(Exercise requirements):
Copy out, from the data below, each line in which the word "skier" occurs.

(Provided material):

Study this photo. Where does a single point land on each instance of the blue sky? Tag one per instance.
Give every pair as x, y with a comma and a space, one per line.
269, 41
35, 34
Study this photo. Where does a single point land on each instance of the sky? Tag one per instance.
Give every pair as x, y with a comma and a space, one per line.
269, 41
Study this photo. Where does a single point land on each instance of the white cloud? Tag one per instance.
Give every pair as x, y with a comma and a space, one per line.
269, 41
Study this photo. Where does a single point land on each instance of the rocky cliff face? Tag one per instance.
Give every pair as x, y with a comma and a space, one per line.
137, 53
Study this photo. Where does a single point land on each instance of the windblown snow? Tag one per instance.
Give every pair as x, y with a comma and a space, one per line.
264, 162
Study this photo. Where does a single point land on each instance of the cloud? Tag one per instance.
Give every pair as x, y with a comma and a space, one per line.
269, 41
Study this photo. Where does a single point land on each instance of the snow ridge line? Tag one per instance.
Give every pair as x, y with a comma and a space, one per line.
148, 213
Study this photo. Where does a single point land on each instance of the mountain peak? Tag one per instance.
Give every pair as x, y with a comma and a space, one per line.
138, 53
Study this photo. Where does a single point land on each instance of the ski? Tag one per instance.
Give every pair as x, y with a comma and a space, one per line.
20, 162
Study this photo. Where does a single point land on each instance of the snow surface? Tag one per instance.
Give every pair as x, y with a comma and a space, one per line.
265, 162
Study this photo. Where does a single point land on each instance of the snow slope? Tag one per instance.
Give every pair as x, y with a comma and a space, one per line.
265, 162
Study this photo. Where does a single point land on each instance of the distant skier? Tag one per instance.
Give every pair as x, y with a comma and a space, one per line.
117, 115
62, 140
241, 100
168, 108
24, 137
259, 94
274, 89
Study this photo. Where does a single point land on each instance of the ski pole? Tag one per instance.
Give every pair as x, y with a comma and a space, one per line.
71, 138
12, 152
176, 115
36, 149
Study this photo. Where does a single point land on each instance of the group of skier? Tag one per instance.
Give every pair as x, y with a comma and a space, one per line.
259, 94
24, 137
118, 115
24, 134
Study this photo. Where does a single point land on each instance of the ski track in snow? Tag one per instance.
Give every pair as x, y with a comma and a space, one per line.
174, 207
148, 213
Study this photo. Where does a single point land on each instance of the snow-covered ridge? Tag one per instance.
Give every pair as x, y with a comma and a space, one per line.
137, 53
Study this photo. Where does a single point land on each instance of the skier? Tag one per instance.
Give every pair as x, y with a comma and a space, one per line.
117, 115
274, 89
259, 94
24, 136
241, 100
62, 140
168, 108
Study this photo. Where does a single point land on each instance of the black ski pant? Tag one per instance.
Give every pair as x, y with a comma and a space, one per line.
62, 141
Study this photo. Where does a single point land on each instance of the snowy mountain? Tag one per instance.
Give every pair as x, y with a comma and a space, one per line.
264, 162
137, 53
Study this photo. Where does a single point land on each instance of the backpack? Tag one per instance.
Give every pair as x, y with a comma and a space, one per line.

(Result of this exercise):
Study this photo. Where does a single point land on each instance of the distant skier? Tag one per instance.
Study this photo. Where does a single point land on each instance of the group of skier? Tag one per instance.
Study this photo. Where does a single point land on each instance of the skier? Tag one per instance.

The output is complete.